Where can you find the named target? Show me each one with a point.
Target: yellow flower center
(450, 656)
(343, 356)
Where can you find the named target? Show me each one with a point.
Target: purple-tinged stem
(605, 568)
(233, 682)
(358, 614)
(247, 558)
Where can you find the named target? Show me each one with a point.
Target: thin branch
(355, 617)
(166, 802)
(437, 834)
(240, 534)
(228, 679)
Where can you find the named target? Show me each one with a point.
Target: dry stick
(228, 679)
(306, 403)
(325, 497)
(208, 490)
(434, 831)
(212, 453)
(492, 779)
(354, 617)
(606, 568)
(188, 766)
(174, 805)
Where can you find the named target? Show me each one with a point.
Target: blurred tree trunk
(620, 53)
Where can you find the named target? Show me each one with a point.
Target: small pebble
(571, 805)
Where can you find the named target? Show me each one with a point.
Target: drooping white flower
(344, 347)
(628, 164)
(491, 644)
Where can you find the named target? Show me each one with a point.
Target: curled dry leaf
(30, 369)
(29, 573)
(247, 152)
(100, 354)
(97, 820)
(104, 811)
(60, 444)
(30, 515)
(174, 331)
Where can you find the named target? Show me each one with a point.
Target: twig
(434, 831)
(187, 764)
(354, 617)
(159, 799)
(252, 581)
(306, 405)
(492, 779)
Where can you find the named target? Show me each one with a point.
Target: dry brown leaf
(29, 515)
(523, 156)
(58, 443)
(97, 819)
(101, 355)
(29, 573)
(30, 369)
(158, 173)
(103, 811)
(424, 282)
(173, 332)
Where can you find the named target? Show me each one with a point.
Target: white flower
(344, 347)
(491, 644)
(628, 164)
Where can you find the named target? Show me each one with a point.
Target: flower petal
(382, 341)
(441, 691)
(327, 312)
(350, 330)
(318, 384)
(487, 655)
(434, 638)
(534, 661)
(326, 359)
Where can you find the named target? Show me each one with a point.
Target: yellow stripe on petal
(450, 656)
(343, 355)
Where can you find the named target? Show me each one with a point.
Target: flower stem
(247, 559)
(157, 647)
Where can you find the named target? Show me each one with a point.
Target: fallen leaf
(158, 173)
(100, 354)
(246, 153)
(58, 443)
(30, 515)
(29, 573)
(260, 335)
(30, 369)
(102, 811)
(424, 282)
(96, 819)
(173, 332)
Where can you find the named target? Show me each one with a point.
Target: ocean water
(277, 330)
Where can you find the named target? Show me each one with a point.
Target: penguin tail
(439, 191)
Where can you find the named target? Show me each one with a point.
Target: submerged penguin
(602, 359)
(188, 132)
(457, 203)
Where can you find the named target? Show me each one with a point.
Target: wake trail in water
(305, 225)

# [WHAT TO DO]
Copy every line of the entries above that contains the string "white". Case counts.

# [ANSWER TO THIS PROBLEM]
Target: drooping white flower
Target: white flower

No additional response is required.